START Exercise passage

A literature review revealed 13 cases of hyperglycemia or DKA associated with the use of a structurally similar atypical antipsychotic, clozapine, a piperazinyl dibenzodiazepine.28 Clozapine-treated patients with hyperglycemia or DKA were predominantly male (12 cases) and black (10 cases). Nine cases had no history of glucose abnormalities, and two cases had preexisting stable type II DM. Four clozapine-treated cases had a family history of DM. Glucose abnormalities typically developed within the first 2 months of treatment with clozapine and ranged from mild hyperglycemia to fulminant ketoacidotic coma. Of these 13 cases, 11 did not require insulin treatment after the resolution of the acute hyperglycemic event. One patient, previously stabilized on an oral hypoglycemic agent for preexisting type II DM, continued on clozapine and required insulin maintenance.

Mechanisms postulated to account for clozapine-induced hyperglycemia include primary damage to the pancreatic islet cells and/or sympathetic nervous system dysregulation, and a secondary phenomenon related to weight gain and insulin resistance. These same putative mechanisms may also apply to hyperglycemia and DKA secondary to olanzapine. Both clozapine and olanzapine may exacerbate subclinical diabetes or promote glucose metabolic abnormalities (e.g., insulin resistance in a patient with a diabetic diathesis). Because weight gain is a common side effect of many antipsychotics,1216 including olanzapine,1721 some of our findings may be explained by this factor alone. Since all of our patients were treated with multiple medications, hyperglycemia could be secondary to combinations of medications (e.g., olanzapine coadministered with either lithium or valproic acid). Indeed, valproic acid alone has caused dramatic increases in weight and levels of androgens, as well as insulin resistance, in women.22

Postmarketing surveillance has documented 139 cases of diabetes associated with olanzapine treatment; roughly 10% (14 cases) had no clear diabetic risk factors (Eli Lilly, Indianapolis, IN; data on file). The present case series must be interpreted with caution. Given that olanzapine has been administered to more than 1.2 million patients, chance associations between new-onset DM and initiation of treatment with olanzapine will likely occur. What is unclear is whether the number of cases of olanzapine-related diabetes exceeds the expected incidence for development of diabetes in this patient population. Nevertheless, we were struck by the number of olanzapine-treated patients who developed diabetic complications. It may be prudent to consider periodic serum glucose monitoring in olanzapine-treated patients who have risk factors for diabetes.

Appropriately controlled epidemiological and physiological studies are needed to determine whether a causal relationship exists between treatment with atypical antipsychotics and the development of disordered glucose metabolism.

END Exercise passage

Directions:
1 - Answer these questions from the passage about antipsychotics and hyperglycemia:
(a) How many clozapine-treated cases had a family history of DM?
(b) How many cases of diabetes associated with olanzapine treatment has postmarketing surveillance documented?
(c) Olanzapine has been administered to more than how many patients?
2 - Rewrite the passage about antipsychotics and hyperglycemia from "Postmarketing surveillance has" to "factors for diabetes.", replacing "serum glucose monitoring" with "blood glucose testing".
3 - List every drug named in the passage about antipsychotics and hyperglycemia.
Base every answer only on the passage about antipsychotics and hyperglycemia.

START Given data

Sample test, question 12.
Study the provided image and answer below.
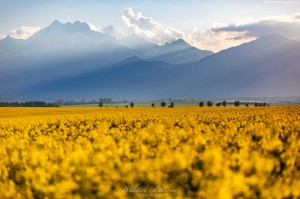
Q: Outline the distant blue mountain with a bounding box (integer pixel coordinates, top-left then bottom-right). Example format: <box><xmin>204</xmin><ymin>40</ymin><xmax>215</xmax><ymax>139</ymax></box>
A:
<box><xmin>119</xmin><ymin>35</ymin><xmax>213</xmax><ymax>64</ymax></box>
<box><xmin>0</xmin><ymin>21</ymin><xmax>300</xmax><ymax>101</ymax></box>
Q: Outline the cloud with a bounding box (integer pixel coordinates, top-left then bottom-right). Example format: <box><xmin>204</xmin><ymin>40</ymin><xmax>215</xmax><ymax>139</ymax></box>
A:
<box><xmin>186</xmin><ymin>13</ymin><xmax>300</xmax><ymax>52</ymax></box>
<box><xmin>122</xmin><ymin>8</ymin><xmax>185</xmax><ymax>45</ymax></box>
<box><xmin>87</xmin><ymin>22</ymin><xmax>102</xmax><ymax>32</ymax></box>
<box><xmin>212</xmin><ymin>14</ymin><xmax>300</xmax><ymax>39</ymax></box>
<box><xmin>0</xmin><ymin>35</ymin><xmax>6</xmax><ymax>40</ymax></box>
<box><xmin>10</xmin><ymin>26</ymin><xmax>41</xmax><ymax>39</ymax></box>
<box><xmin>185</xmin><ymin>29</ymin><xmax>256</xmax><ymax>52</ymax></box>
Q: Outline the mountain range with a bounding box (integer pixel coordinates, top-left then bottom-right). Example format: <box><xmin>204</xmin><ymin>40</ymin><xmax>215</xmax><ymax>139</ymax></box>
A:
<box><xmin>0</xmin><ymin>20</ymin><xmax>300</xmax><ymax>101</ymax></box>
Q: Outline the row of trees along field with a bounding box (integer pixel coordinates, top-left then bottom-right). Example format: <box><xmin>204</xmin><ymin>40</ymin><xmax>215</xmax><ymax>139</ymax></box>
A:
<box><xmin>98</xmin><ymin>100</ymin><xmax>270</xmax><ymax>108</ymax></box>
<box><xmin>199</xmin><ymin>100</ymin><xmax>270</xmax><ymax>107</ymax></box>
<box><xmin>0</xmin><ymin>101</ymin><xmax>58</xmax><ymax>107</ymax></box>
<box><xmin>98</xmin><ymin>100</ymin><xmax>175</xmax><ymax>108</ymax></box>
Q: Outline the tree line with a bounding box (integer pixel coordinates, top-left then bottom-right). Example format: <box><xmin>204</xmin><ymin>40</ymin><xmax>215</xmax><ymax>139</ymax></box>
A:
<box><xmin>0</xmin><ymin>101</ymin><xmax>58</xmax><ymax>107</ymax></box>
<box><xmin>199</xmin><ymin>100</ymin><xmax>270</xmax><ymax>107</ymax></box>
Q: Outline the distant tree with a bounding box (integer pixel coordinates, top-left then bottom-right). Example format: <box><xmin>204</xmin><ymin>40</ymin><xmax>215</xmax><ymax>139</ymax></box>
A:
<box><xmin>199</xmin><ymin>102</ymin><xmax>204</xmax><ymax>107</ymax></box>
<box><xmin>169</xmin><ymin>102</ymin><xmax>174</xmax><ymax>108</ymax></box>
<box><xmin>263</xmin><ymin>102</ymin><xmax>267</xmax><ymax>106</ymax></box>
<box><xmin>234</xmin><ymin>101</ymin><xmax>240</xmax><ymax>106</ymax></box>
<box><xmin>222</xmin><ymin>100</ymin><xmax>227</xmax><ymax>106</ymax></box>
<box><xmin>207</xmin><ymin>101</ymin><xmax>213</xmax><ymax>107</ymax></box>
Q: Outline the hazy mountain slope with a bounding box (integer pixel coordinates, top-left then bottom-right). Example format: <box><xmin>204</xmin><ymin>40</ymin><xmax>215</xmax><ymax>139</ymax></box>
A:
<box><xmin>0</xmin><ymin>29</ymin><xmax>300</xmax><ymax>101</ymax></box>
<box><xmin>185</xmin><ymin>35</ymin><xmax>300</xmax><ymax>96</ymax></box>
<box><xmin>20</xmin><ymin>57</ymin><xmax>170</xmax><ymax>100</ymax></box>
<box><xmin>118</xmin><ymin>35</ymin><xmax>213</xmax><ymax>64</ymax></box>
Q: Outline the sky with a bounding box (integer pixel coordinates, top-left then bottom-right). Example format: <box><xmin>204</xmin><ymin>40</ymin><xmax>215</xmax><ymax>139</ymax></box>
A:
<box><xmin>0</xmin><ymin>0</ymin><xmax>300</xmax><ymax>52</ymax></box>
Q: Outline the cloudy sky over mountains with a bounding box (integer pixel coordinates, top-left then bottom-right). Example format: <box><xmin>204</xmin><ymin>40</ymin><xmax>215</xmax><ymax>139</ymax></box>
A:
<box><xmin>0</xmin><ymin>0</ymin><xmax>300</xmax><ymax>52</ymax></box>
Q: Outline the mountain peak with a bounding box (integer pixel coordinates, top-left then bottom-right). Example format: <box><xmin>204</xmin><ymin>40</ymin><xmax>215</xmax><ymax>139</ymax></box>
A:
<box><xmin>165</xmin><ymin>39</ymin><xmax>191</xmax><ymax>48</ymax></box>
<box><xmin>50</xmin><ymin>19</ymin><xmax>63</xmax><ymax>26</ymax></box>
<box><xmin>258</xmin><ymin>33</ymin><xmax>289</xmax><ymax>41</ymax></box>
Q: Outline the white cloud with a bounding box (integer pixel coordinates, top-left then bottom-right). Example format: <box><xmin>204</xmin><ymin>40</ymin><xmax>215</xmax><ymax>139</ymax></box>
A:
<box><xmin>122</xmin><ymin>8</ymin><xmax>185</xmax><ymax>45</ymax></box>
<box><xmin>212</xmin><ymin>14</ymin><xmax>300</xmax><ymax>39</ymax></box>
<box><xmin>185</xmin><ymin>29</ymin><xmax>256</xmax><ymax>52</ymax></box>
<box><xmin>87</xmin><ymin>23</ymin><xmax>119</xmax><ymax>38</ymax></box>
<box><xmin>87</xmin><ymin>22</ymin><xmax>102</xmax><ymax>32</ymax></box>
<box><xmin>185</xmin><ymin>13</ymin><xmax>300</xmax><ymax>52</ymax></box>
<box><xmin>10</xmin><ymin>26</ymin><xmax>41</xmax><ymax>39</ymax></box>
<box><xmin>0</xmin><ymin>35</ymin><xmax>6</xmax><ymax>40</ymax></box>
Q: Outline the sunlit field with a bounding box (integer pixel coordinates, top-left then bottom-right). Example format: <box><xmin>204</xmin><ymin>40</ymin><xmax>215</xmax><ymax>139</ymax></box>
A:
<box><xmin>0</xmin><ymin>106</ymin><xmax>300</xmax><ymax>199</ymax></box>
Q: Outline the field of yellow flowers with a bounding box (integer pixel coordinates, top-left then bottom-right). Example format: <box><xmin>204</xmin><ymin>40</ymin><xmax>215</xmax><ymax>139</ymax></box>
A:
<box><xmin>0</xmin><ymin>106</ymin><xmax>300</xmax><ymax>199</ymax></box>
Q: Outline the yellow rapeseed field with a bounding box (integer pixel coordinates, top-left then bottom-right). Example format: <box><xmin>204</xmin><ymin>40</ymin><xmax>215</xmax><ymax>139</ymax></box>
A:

END Given data

Results by task:
1 -
(a) Four
(b) 139
(c) More than 1.2 million

2 -
Postmarketing surveillance has documented 139 cases of diabetes associated with olanzapine treatment; roughly 10% (14 cases) had no clear diabetic risk factors (Eli Lilly, Indianapolis, IN; data on file). The present case series must be interpreted with caution. Given that olanzapine has been administered to more than 1.2 million patients, chance associations between new-onset DM and initiation of treatment with olanzapine will likely occur. What is unclear is whether the number of cases of olanzapine-related diabetes exceeds the expected incidence for development of diabetes in this patient population. Nevertheless, we were struck by the number of olanzapine-treated patients who developed diabetic complications. It may be prudent to consider periodic blood glucose testing in olanzapine-treated patients who have risk factors for diabetes.

3 - clozapine, olanzapine, lithium, valproic acid, insulin